Apply what you read:
a - According to the passage on fatty acids, vitamin D, and lung health, what measure is used to assess vitamin D status?
b - List every reference number cited in square brackets in the passage on fatty acids, vitamin D, and lung health.
c - Continue the passage on fatty acids, vitamin D, and lung health from where it stops.

A systematic review of randomized clinical trials (RCTs) indicated that making inferences from RCTs has been challenging due to the heterogeneity of studies reporting different outcomes in asthma, following different doses and frequency, using different sources of fatty acids and supplements versus dietary interventions, and missing data and insufficient information on asthma or COPD medications [38]. This study suggested that large RCTs using high-dose encapsulated n-3 fatty acids and outcomes using standard inflammatory and respiratory measures reflecting asthma pathology are needed to make firm conclusions on the beneficial effects of n-3 fatty acids

Vitamin D

Vitamin D status, as measured by 25 hydroxyvitamin D (25(OH)D) levels, has been associated with measures of lung function both in the general population and in patients with impaired lung function [39, 40]. In addition to an association with pulmonary function measures, vitamin D could potentially augment anti-inflammatory defenses, and vitamin D supplementation has been associated with reduced concentration of markers of systemic inflammation [41].

Recorded information:

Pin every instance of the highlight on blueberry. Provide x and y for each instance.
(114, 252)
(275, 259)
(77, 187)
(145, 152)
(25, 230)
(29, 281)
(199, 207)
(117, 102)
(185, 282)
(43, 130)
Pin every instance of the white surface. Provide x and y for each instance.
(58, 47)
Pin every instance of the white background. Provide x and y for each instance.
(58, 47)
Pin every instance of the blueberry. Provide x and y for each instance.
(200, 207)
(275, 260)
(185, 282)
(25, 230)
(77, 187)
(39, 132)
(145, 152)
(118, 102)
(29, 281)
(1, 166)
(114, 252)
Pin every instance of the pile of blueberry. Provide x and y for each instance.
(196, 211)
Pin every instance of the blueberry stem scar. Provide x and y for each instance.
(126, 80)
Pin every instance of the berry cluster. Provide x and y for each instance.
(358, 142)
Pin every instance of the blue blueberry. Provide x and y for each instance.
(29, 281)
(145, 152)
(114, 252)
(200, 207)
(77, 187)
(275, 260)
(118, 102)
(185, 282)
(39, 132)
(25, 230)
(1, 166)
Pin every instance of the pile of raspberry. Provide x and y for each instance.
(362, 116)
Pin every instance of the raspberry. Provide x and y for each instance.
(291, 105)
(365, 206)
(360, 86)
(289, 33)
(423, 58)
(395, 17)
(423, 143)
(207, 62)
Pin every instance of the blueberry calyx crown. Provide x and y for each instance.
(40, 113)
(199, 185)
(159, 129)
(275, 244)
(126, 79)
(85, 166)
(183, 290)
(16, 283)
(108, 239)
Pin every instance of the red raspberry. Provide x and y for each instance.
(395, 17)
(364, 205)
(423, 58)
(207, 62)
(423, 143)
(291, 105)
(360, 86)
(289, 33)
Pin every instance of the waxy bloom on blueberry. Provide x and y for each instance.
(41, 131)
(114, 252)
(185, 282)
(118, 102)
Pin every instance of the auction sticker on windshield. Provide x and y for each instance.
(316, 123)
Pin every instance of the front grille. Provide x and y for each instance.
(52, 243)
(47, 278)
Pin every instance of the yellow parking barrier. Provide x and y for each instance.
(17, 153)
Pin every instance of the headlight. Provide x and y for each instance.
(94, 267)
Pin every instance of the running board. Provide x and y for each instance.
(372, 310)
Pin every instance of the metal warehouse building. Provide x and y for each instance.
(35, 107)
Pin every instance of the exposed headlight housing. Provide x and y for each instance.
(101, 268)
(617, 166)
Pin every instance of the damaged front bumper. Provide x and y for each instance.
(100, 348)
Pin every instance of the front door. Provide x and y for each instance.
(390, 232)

Numbered answers:
a - 25 hydroxyvitamin D (25(OH)D) levels.

b - 38, 39, 40, 41

c -
Only a few studies have examined if vitamin D’s role in pulmonary diseases extend to protection from harmful exposures. One such study examined the effect of vitamin D deficiency and smoking on lung function and lung function decline [42••]. In this study, a total of 626 men from the Normative Aging Study had 25-hydroxyvitamin D levels measured at three different times between 1984 and 2003 with concurrent spirometry. Vitamin D deficiency was defined as serum level ≤ 20 ng/ml. While the analysis did not show a significant effect of vitamin D deficiency on lung function or on lung function decline, there was effect modification by vitamin D status on the association between smoking and lung function in both cross-sectional and longitudinal multivariable models. Cross-sectional analysis revealed lower lung function in current smokers with vitamin D deficiency (FEV1, FVC, and FEV1/FVC; p ≤ 0.0002), and longitudinal analysis showed more rapid rates of decline in FEV1 (p = 0.023) per pack-year of smoking in subjects with vitamin D deficiency as compared with subjects who were vitamin D sufficient. This suggests that vitamin D sufficiency may have a protective effect against the damaging effects of smoking on lung function.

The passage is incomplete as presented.